◆ **ТЕКСТОВЫЙ БЛОК**

▽

Четверг, 25 апреля

Философия XVIII века: «Кандид, или Оптимизм» Вольтера

Google+ Pinterest LinkedIn Tumblr +

Вольтер был истинным источником просвещения восемнадцатого столетия – именно он во множестве форм и образов пробудил в современном ему поколении сознание силы и прав человеческого разума. К нему можно применить его же слова, великодушно сказанные им о славном его современнике, Монтескье: «Человечество растеряло документы на свои права, а он отыскал и возвратил потерянное». Восемьдесят томов, написанные им, послужив средством для нового возрождения к жизни, представляют теперь памятник этого возрождения. Едва ли найдется одна страница среди этих бесчисленных листов, отлившаяся в обыденную форму. Нет мыслителя, который в большей мере, чем он, мог бы считаться действительным творцом своих произведений.

△

◆ **ИСХОДНЫЕ МАТЕРИАЛЫ**

▽

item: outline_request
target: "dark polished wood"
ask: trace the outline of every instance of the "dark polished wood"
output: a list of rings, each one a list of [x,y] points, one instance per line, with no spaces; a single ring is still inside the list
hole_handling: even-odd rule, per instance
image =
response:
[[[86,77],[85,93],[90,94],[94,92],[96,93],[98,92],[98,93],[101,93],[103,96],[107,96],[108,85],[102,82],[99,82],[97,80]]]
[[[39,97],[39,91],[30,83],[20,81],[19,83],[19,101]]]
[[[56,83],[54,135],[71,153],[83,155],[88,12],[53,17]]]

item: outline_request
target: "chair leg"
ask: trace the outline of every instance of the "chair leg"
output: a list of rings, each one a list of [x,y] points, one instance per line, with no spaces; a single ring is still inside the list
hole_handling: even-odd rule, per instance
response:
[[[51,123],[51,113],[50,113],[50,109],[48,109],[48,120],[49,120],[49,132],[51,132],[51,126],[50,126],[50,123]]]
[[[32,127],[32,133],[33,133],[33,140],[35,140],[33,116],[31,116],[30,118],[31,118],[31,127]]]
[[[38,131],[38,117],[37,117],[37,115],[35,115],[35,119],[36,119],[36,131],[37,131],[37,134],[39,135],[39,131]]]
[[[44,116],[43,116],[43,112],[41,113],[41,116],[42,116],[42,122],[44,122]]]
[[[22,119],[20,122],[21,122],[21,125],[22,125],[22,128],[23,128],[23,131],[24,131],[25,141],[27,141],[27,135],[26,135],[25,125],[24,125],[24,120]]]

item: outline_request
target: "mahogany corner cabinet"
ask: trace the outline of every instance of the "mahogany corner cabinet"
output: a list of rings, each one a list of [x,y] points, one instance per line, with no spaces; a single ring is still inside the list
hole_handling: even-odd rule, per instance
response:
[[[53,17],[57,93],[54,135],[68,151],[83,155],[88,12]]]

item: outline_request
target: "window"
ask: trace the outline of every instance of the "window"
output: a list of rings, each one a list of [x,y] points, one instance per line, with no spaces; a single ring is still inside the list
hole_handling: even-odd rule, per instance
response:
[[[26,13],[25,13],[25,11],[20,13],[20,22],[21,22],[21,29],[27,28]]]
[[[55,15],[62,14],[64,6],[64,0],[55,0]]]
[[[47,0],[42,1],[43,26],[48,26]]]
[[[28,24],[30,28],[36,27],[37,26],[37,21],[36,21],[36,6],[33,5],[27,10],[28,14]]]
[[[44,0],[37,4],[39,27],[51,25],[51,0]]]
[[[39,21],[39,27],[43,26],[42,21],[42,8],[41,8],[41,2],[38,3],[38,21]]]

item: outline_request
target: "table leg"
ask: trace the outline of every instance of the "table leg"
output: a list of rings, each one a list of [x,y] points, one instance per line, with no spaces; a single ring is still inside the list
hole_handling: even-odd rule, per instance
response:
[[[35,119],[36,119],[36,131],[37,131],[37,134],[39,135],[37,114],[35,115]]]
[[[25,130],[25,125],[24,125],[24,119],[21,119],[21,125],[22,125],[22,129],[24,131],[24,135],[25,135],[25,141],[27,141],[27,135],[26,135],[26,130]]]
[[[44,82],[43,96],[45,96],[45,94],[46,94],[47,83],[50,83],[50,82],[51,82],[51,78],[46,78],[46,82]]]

△

◆ **ОПИСАНИЕ ЗАДАНИЯ**
Воспроизведите дословно отрывок из текста о Вольтере: он открывается словами, содержащими «Вольтер был истинным», и заканчивается на «творцом своих произведений.».

◆ **ОТВЕТ**
Вольтер был истинным источником просвещения восемнадцатого столетия – именно он во множестве форм и образов пробудил в современном ему поколении сознание силы и прав человеческого разума. К нему можно применить его же слова, великодушно сказанные им о славном его современнике, Монтескье: «Человечество растеряло документы на свои права, а он отыскал и возвратил потерянное». Восемьдесят томов, написанные им, послужив средством для нового возрождения к жизни, представляют теперь памятник этого возрождения. Едва ли найдется одна страница среди этих бесчисленных листов, отлившаяся в обыденную форму. Нет мыслителя, который в большей мере, чем он, мог бы считаться действительным творцом своих произведений.